Below are some entries. Repeat exactly the lines from the one with "the blue shirt" through the one with "the man's shoulder", and only those.

Image point grounding data
= = = = =

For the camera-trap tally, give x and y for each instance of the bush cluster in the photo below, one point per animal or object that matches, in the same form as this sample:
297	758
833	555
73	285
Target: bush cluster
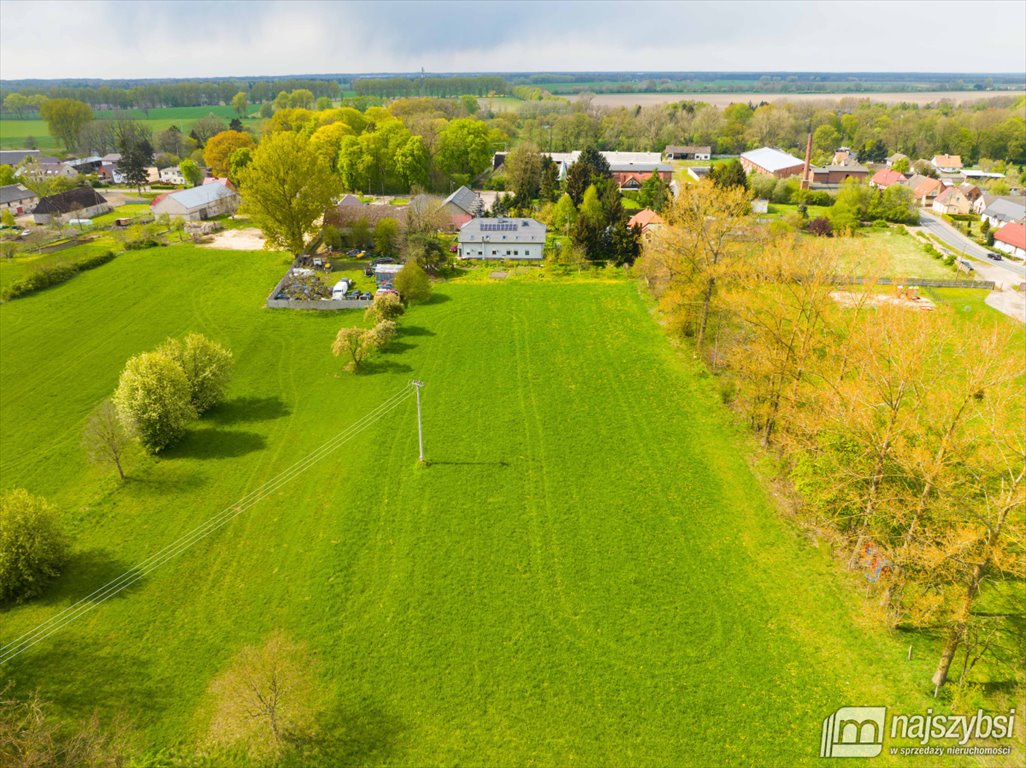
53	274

= = = = =

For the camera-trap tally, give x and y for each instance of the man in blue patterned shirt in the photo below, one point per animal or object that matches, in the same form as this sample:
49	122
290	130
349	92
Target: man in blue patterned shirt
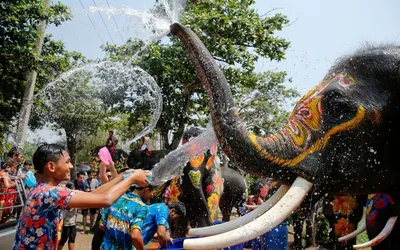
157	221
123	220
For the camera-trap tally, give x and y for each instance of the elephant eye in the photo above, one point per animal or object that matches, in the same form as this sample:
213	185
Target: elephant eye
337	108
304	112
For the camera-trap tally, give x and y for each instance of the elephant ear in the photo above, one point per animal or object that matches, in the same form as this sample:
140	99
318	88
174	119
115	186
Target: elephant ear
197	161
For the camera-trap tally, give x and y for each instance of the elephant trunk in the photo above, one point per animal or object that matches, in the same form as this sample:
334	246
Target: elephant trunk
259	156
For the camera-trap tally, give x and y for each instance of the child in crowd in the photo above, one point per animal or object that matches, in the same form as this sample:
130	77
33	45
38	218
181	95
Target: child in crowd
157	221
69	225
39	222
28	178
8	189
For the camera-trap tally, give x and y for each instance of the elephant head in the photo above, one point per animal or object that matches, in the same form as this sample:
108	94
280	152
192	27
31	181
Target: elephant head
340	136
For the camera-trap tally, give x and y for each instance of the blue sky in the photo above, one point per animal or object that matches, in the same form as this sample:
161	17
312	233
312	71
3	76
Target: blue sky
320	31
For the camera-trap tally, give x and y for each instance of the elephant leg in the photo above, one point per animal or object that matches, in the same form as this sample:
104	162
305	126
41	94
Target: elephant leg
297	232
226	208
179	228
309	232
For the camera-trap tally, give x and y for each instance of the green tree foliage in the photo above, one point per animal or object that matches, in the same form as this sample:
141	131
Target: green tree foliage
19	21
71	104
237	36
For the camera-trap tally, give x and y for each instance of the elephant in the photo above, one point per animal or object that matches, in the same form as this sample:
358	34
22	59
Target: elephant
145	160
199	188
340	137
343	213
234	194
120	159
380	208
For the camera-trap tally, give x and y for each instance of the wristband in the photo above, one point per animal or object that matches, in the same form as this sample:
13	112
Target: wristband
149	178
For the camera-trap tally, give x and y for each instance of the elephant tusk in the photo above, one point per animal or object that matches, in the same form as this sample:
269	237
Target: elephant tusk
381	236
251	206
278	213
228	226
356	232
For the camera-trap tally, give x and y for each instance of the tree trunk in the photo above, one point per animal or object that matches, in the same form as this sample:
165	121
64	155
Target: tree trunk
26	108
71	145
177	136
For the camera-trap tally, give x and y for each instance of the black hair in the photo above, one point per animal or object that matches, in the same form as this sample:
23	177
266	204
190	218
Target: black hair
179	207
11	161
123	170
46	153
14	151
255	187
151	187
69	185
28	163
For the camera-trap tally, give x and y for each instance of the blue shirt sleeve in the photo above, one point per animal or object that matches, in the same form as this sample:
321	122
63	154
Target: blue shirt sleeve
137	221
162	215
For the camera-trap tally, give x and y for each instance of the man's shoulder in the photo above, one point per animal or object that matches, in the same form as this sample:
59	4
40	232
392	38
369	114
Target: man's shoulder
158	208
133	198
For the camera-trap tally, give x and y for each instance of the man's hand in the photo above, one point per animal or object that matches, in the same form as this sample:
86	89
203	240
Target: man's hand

= = = = =

## EXERCISE SOLUTION
For the camera-trap tally, give x and y for each instance of the blue shirt sleeve in the photo above, one point per animal or object that matches, in the same form as this sample:
321	122
63	154
Target: blue shirt sleeve
137	221
162	215
For the camera-trap tally, give x and y for each instance of the man's shoulder in the photo above, one point per animal or object that matches, in the same form as this sample:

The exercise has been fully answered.